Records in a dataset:
* * * * * * *

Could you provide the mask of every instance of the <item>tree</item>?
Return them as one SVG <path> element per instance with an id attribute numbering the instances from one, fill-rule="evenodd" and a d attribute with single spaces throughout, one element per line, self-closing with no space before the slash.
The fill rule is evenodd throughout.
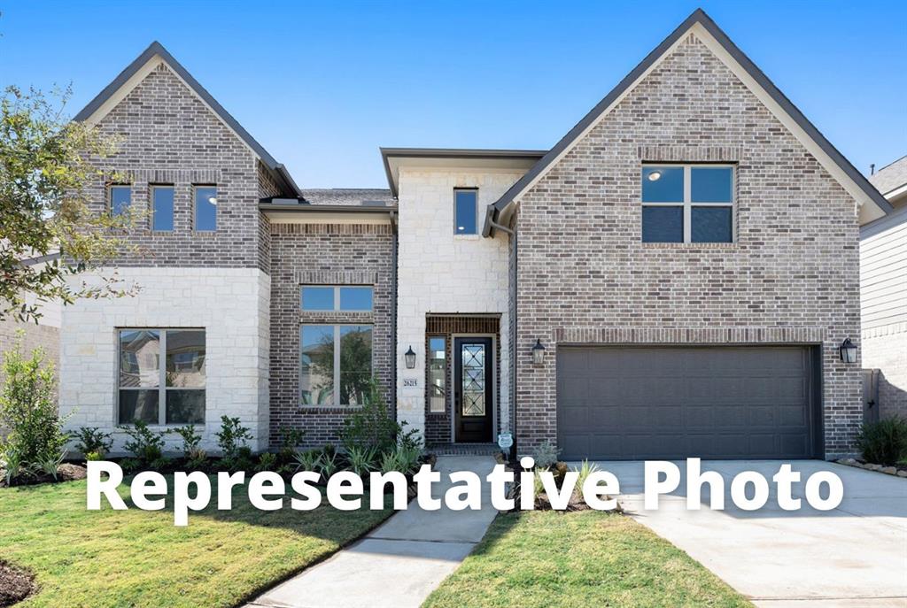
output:
<path id="1" fill-rule="evenodd" d="M 129 248 L 123 236 L 142 214 L 93 208 L 88 187 L 118 179 L 102 166 L 117 140 L 66 120 L 70 96 L 68 88 L 47 96 L 10 86 L 0 99 L 0 320 L 37 322 L 42 302 L 135 290 L 123 288 L 114 273 L 99 274 L 91 285 L 72 280 Z M 51 256 L 45 263 L 24 263 L 44 256 Z"/>

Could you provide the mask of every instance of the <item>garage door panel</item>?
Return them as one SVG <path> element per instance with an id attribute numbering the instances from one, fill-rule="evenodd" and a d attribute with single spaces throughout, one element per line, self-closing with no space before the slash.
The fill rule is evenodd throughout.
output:
<path id="1" fill-rule="evenodd" d="M 559 347 L 566 458 L 810 458 L 799 346 Z"/>

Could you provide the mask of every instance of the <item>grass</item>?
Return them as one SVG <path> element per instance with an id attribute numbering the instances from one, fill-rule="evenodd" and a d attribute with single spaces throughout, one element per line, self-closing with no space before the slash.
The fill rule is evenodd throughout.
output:
<path id="1" fill-rule="evenodd" d="M 212 507 L 190 512 L 187 527 L 173 526 L 169 500 L 163 511 L 87 511 L 84 481 L 0 489 L 0 555 L 34 572 L 39 585 L 17 608 L 234 606 L 391 513 L 341 512 L 327 500 L 315 511 L 288 502 L 263 512 L 241 487 L 233 509 L 217 511 L 215 487 Z M 127 483 L 121 488 L 125 497 Z"/>
<path id="2" fill-rule="evenodd" d="M 629 517 L 526 511 L 498 516 L 423 608 L 751 605 Z"/>

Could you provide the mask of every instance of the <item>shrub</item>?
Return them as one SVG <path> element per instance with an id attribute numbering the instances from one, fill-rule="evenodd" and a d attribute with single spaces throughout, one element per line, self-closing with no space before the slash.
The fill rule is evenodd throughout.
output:
<path id="1" fill-rule="evenodd" d="M 7 462 L 7 476 L 13 468 L 23 474 L 42 469 L 51 460 L 62 460 L 69 434 L 63 429 L 65 420 L 57 416 L 53 364 L 44 362 L 41 349 L 25 357 L 20 334 L 4 357 L 3 372 L 0 427 L 9 434 L 0 443 L 0 457 Z M 10 462 L 16 466 L 10 467 Z"/>
<path id="2" fill-rule="evenodd" d="M 246 442 L 252 439 L 249 428 L 242 426 L 239 418 L 229 416 L 220 417 L 220 430 L 215 436 L 225 460 L 238 458 L 240 448 L 245 448 Z"/>
<path id="3" fill-rule="evenodd" d="M 907 420 L 888 418 L 865 422 L 860 427 L 856 441 L 867 462 L 893 465 L 907 457 Z"/>
<path id="4" fill-rule="evenodd" d="M 270 452 L 265 452 L 258 457 L 258 464 L 255 466 L 255 470 L 258 472 L 272 471 L 276 468 L 277 464 L 278 455 Z"/>
<path id="5" fill-rule="evenodd" d="M 321 459 L 321 453 L 317 449 L 308 449 L 298 452 L 294 458 L 296 460 L 297 471 L 316 471 L 318 470 L 318 462 Z"/>
<path id="6" fill-rule="evenodd" d="M 182 438 L 182 455 L 187 460 L 190 460 L 192 452 L 198 449 L 199 444 L 201 443 L 201 435 L 196 432 L 195 426 L 187 424 L 184 427 L 172 429 L 171 432 Z"/>
<path id="7" fill-rule="evenodd" d="M 135 456 L 140 467 L 151 467 L 151 463 L 161 458 L 167 431 L 153 432 L 148 428 L 148 423 L 142 420 L 136 420 L 131 426 L 121 426 L 120 429 L 130 437 L 123 443 L 123 448 Z"/>
<path id="8" fill-rule="evenodd" d="M 545 439 L 532 450 L 532 458 L 535 459 L 536 467 L 548 468 L 558 461 L 559 454 L 561 454 L 561 450 L 551 441 Z"/>
<path id="9" fill-rule="evenodd" d="M 349 469 L 359 477 L 368 475 L 375 467 L 376 454 L 375 448 L 353 446 L 346 451 Z"/>
<path id="10" fill-rule="evenodd" d="M 88 460 L 101 460 L 110 451 L 113 440 L 110 433 L 102 431 L 97 427 L 81 427 L 73 433 L 77 439 L 75 449 L 85 455 Z M 89 458 L 89 454 L 96 454 L 98 458 Z"/>
<path id="11" fill-rule="evenodd" d="M 387 452 L 396 447 L 402 428 L 390 415 L 382 395 L 381 385 L 372 378 L 366 387 L 364 405 L 350 414 L 340 429 L 344 449 L 374 448 Z"/>

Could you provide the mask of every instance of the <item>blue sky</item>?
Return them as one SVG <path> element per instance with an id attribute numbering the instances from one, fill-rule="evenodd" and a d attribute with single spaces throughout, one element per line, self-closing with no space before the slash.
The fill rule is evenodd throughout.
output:
<path id="1" fill-rule="evenodd" d="M 378 146 L 547 149 L 702 6 L 853 164 L 907 154 L 907 3 L 15 2 L 0 85 L 75 113 L 158 40 L 303 188 Z"/>

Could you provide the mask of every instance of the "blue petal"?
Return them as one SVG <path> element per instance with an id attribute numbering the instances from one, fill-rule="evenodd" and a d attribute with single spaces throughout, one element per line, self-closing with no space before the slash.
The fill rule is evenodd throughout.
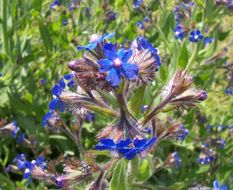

* * * * * * *

Pull out every line of the records above that contains the string "blue", and copy each such line in full.

§ FINISHED EXERCISE
Could you provide the mask of every instance of the <item>blue sky</item>?
Could you provide the mask of every instance of the "blue petal"?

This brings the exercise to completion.